Stated goal:
Lay out every line of the material below as a numbered list, skipping blank lines. Leave the pictures out of your answer.

--- Information provided ---

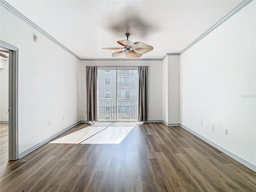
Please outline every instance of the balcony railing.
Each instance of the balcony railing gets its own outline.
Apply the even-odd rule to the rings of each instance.
[[[138,115],[138,99],[98,99],[98,120],[136,120]]]
[[[133,83],[131,82],[124,82],[118,83],[118,88],[133,88]]]

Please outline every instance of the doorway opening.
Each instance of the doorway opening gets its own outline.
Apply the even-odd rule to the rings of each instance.
[[[99,121],[136,121],[138,69],[98,70]]]
[[[8,51],[8,158],[18,158],[18,48],[0,41],[0,48]]]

---

Task output:
1. Please outline every instance of the balcony railing.
2. Each instance of the balcony railing gets its own outline.
3. Apply the even-odd rule to the rings of each instance.
4. [[[138,115],[138,99],[98,99],[98,120],[136,120]]]
5. [[[133,83],[131,82],[124,82],[118,83],[118,88],[133,88]]]
6. Please outline every instance of the doorway opening.
7. Each instance of the doorway opening gets its own outline.
8. Apply the even-odd rule to the rings of each instance.
9. [[[99,121],[136,121],[138,69],[98,70]]]
10. [[[8,51],[8,158],[18,158],[18,48],[0,41],[0,48]]]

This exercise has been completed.